> _EXERCISE DESCRIPTION_
Rewrite the records below as a numbered list, from the line that contains "Where can you see the wooden dining" through the end of the records, skipping blank lines.

> _SUPPLIED MATERIAL_
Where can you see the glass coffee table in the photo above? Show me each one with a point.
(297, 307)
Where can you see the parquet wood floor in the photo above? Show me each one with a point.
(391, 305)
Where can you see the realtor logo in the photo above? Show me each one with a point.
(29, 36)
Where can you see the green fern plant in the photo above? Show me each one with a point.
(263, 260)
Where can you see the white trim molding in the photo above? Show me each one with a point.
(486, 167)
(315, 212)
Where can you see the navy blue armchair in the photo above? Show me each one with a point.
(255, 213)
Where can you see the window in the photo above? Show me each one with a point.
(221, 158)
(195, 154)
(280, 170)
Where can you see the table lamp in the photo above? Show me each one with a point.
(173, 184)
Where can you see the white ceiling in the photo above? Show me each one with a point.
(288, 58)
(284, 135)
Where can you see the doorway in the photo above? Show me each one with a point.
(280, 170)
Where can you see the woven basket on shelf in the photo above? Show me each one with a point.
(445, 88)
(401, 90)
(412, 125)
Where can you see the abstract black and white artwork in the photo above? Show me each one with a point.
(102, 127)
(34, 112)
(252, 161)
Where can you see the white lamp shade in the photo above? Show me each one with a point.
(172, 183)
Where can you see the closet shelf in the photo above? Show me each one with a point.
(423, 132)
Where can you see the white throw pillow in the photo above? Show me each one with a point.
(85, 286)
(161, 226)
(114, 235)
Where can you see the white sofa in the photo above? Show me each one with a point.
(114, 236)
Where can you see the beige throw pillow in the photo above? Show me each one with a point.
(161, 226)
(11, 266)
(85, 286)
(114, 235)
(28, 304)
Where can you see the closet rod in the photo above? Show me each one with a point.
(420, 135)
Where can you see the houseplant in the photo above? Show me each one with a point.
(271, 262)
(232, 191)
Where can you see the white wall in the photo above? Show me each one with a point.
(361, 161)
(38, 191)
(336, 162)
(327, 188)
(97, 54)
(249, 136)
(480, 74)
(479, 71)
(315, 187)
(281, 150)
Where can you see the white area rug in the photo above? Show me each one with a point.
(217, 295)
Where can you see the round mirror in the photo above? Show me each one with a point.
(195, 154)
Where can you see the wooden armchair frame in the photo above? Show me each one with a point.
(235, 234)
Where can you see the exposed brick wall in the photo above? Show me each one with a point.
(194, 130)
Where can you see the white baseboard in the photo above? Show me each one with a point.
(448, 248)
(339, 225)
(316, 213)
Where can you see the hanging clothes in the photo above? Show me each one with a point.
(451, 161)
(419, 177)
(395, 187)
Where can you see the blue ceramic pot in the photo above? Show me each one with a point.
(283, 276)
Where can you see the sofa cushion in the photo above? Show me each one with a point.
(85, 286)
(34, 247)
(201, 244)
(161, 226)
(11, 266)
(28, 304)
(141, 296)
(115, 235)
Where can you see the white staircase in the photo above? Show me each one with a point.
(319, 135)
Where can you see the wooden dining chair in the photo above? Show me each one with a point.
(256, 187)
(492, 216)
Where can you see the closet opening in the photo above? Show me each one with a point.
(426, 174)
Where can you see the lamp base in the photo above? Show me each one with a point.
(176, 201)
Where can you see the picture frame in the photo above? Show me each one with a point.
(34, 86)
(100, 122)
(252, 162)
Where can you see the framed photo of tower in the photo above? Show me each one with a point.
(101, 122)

> _EXERCISE ANSWER_
1. Where can you see the wooden dining chair in the photo above? Show me each one with a point.
2. (256, 187)
3. (492, 216)
4. Where can you see the closet opening in the photo above? Show me each one with a point.
5. (426, 174)
6. Where can you see the lamp base in the photo above? Show me each one with a point.
7. (176, 201)
8. Where can you see the picture frame in the photo above? Show me each one with a point.
9. (34, 86)
10. (100, 122)
11. (252, 162)
12. Where can you see the framed photo of tower in the photo above? Show me each one with a point.
13. (101, 122)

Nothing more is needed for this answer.